SHORT TASK
Below is a block of data; give all of it again word for word.

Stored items
** BEGIN **

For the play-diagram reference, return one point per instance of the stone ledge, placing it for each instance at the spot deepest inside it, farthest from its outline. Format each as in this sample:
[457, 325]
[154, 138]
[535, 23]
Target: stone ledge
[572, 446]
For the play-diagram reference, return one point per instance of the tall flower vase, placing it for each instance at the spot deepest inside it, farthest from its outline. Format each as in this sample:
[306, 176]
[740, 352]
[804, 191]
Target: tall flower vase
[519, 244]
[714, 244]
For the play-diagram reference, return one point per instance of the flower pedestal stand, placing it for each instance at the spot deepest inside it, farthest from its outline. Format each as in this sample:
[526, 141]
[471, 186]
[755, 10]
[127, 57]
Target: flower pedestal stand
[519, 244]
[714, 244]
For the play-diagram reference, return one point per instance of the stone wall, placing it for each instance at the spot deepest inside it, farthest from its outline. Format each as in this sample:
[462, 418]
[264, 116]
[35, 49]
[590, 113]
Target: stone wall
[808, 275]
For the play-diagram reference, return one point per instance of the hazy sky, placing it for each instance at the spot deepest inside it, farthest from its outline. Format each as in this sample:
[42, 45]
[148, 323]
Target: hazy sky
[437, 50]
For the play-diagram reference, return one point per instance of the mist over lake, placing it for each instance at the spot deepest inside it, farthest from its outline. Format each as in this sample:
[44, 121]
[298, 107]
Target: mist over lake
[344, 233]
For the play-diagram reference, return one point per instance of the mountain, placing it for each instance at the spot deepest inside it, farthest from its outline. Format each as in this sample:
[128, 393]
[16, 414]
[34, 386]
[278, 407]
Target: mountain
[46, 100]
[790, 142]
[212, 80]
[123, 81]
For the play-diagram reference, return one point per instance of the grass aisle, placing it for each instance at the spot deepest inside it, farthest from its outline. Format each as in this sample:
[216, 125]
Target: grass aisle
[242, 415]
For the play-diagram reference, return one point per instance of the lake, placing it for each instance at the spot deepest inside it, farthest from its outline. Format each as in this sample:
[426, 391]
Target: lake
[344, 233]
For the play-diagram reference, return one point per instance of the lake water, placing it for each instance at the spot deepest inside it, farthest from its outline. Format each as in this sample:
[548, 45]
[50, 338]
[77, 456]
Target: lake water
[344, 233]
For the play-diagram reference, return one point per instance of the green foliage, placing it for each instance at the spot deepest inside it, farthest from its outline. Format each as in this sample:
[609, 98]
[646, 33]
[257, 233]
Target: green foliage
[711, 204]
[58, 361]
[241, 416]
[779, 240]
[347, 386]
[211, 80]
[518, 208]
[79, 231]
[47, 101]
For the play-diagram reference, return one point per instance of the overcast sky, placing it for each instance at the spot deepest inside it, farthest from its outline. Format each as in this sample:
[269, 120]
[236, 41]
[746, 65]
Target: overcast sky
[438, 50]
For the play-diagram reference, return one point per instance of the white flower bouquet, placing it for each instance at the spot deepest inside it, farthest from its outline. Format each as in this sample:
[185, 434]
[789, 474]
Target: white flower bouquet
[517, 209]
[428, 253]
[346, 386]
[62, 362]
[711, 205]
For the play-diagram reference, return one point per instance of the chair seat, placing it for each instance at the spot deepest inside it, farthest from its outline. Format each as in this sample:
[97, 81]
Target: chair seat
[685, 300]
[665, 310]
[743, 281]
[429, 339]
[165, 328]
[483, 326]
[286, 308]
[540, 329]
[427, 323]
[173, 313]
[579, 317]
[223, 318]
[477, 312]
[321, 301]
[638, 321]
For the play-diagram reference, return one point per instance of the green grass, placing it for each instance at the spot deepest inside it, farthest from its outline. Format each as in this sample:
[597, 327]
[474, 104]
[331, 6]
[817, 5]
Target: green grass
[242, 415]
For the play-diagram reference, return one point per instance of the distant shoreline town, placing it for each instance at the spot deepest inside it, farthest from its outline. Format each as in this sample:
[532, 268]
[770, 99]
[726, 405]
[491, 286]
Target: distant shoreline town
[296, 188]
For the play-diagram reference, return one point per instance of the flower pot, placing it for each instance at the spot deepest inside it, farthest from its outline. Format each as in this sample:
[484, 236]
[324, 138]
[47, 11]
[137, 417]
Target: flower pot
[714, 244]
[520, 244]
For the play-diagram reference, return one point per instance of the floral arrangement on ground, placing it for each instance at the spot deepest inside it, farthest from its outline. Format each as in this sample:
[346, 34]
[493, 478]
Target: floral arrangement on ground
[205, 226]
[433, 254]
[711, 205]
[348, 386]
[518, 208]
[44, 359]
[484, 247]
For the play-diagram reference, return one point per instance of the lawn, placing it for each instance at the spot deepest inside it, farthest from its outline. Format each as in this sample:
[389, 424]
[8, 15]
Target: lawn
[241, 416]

** END **

RESULT OF THIS TASK
For the play-diagram reference, return one point per instance of the stone ledge, placing it for each instance at the spot deepest inside it, farthest from its outline. Format each as in this sample:
[457, 325]
[154, 138]
[535, 23]
Target: stone ledge
[572, 446]
For the play-diagram reference, return one point per instance of the tall flower vase, placing it for each instance at the spot deepest inside it, farthest from its outline. Format each as in this sample:
[306, 176]
[740, 352]
[804, 191]
Target: tall flower vase
[519, 244]
[714, 244]
For the play-diagram reference, return one point per instance of the flower pedestal stand, placing it for each instance at the spot deepest inside it, farthest from its outline. Format each as in this sample:
[526, 141]
[471, 186]
[755, 10]
[127, 57]
Target: flower pedestal stand
[519, 244]
[714, 244]
For the play-diagram reference, return one point per instance of the stone wall, placing it for each instance at the spot deepest inside it, farthest from its outline. Format each as in this sample:
[462, 418]
[264, 116]
[35, 49]
[590, 113]
Target: stone wall
[808, 275]
For the play-diagram reference, return one point per instance of the hazy sky, placing it for each instance at the spot deepest inside it, farthest from its outline. Format each as in this sample:
[42, 45]
[148, 323]
Target: hazy sky
[437, 50]
For the play-diagram reference, return one point per instance of the mist over lake, placing it for each instance at the spot deepest inside it, farthest from its outline. Format each as in this sample:
[44, 121]
[298, 107]
Target: mist over lake
[344, 233]
For the play-diagram reference, return one point per instance of the mountain, placing it for each instance at the spot deepest inside it, farthest from its outline. Format each as in this sample:
[128, 393]
[16, 414]
[34, 386]
[278, 407]
Target: mountain
[46, 100]
[790, 142]
[212, 80]
[123, 81]
For the play-diagram reference, return one point per instance of the grass aisle, placing it for each instance at the spot deepest inside it, farthest from its outline. Format each as in this sample:
[216, 125]
Target: grass aisle
[242, 415]
For the play-diagram reference, return one point per instance of the lake, placing it for each instance at the spot deepest inside it, farthest from its outline. Format each as in this sample:
[426, 391]
Target: lake
[344, 233]
For the play-diagram reference, return one point per instance of the lake water, placing it for each instance at the spot deepest inside it, farthest from its outline. Format each as in this sample:
[548, 45]
[50, 338]
[77, 456]
Target: lake water
[344, 233]
For the play-diagram reference, return one point per instance of the green foliage, placing it for each instance at the spot deepest inside it, farthest from its outline. Format each as in this sample:
[609, 98]
[646, 33]
[257, 233]
Target: green foliage
[711, 204]
[58, 361]
[241, 416]
[779, 240]
[347, 386]
[211, 80]
[518, 208]
[79, 231]
[47, 101]
For the play-diagram reference, return one point per instance of the overcast sky, placing it for each instance at the spot deepest inside it, farthest from its outline. Format each as in this sample:
[269, 120]
[236, 41]
[746, 65]
Target: overcast sky
[438, 50]
For the play-diagram reference, return one point per instance of the white flower bouquet, placing it for each instance at the spot deepest inside it, farthest from its outline. Format each as in this sample:
[185, 434]
[789, 474]
Target: white flower bouquet
[517, 209]
[428, 253]
[346, 386]
[62, 362]
[711, 205]
For the play-diagram reference, return one point per instance of the chair seat, placing it for each instance at the spot deepest inside it, farthest from its outline. Format each as in this sample:
[97, 81]
Target: chair seat
[685, 300]
[665, 310]
[743, 281]
[429, 339]
[165, 328]
[483, 326]
[286, 308]
[540, 329]
[427, 323]
[173, 313]
[579, 317]
[223, 318]
[477, 312]
[321, 301]
[638, 321]
For the play-diagram reference, return one point per instance of the green grass, placing it for each instance at the spot deepest inside it, farthest from its outline. Format each as in this sample:
[597, 327]
[474, 104]
[331, 6]
[817, 5]
Target: green grass
[242, 415]
For the play-diagram reference, return one point per instance of the distant shoreline town, placing it for each instance at the spot deepest inside it, farthest from its outline. Format each as in this sample:
[532, 268]
[770, 99]
[726, 405]
[491, 286]
Target: distant shoreline town
[296, 188]
For the play-diagram reference, return one point per instance of the flower pot, placing it for each instance at the spot deepest inside it, farthest from its outline. Format each as in this sample:
[484, 236]
[324, 138]
[47, 11]
[137, 417]
Target: flower pot
[714, 244]
[520, 244]
For the play-diagram reference, return one point per instance of the floral arrangement on ground, placing it for each instance at the spot deepest inside it, farthest from its outline. Format each as in this sample:
[346, 34]
[493, 478]
Target: floral arrangement on ground
[205, 226]
[433, 254]
[711, 205]
[348, 386]
[518, 208]
[44, 359]
[484, 247]
For the play-diagram reference, return one point per instance of the lawn, placing it for each instance at the spot deepest inside it, farthest from its outline. Format each as in this sample:
[389, 424]
[8, 15]
Target: lawn
[241, 416]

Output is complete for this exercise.